### Consigna 1
Según el texto sobre Castañeda Aragón, ¿en qué ciudad y en qué año nació el poeta?
### Consigna 2
Explica qué aporta el texto sobre Castañeda Aragón para mostrar que su obra poética está íntimamente asociada al mar.
### Consigna 3
Enumera los países en los que, según el texto sobre Castañeda Aragón, el poeta se desempeñó como diplomático.

### Texto citado
┌────────
La ciudad ha sido dibujada en infinidad de visiones marineras, teñidas de azul intenso y bañadas de aguas tranquilas. Versos y prosas galantes, románticas, heroicas, pero también tristes, agrias y sombrías. Y qué mejor forma de celebrarlo sino sumando a los muchos poetas que otrora lo hicieron, la inédita visión de un bardo viajero, la de Gregorio Castañeda Aragón aquel colombiano a quien se le recuerda como el Poeta del Mar.
Nacido en Santa Marta el año 1884, deja de existir en Barranquilla en 1960 con larga vida en la que destaca como poeta, periodista y diplomático. Formó parte de una generación que se abrió camino entre el modernismo y la vanguardia, contándose entre los discípulos del catalán Ramón Vinyes, quien en Baranquilla fundara la revista literaria Voces en la que escribe Castañeda Aragón, cuyo nombre ya destaca como intelectual de gran valía en los años treinta. Como diplomático se desempeña en Brasil, Ecuador, Guatemala y Puerto Rico, responsabilidades que alternó con la escritura publicando libros de crónicas, cuentos y poesía.
Su obra poética está íntimamente asociada al mar, tal como lo revelan algunos de los poemarios salidos de su pluma: Rincones de mar (1925), Faro (1931), Canciones del litoral (1939), Mástiles al Sol (1940) e Islas flotantes (1959). La lectura de sus versos transpiran profundas vivencias y encierran belleza, misterio, tristeza y esperanza como aquellos de su Elegía del viejo marino: “El único paisaje que no ha muerto / en tus cansados ojos es el mar. / Andar caminos de la tierra fuera / llevar lejos, más lejos, / esa fatiga de ciudades tristes / que tanto pesa en tu fardel viajero”; o estos otros de su Canción para el niño que nació en el mar: “Cuando grande seas, / que un día serás, / te irás —¡quién lo duda!— / solito a viajar, / y mamá la vieja / se pondrá a cantar, / a cantar canciones /que tú ya no oirás, /con nieve de espuma, / con sol y con sal, / con sal de las olas, / con sol de la mar…”.
Castañeda Aragón llega a Puerto Cabello en algún momento de sus andanzas, aunque no hemos podido precisar las circunstancias y el año. Quizás a bordo de algún buque de pasaje que recorriendo su itinerario regular, hacía un toque allí, lo cierto es que el poeta colombiano visita el puerto dejando breves pero crudas impresiones del lugar en unas Estampas Americanas, en las que también se refiere a Willemstad y San José de Costa Rica.
└────────
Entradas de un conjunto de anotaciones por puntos
┌────────
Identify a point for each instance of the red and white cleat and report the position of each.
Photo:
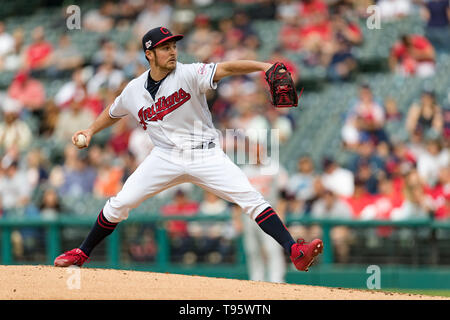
(74, 257)
(303, 253)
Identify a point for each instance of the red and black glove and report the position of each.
(282, 88)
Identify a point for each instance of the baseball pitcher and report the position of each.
(168, 101)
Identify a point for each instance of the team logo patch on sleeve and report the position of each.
(202, 70)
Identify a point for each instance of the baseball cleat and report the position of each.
(303, 253)
(74, 257)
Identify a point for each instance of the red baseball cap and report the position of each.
(156, 36)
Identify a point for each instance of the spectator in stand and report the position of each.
└────────
### Solución 1
Nació en Santa Marta en 1884.

### Solución 2
El texto señala que esa asociación la revelan algunos de sus poemarios, como Rincones de mar (1925), Faro (1931), Canciones del litoral (1939), Mástiles al Sol (1940) e Islas flotantes (1959). Además, cita versos de su Elegía del viejo marino y de su Canción para el niño que nació en el mar.

### Solución 3
Brasil, Ecuador, Guatemala y Puerto Rico.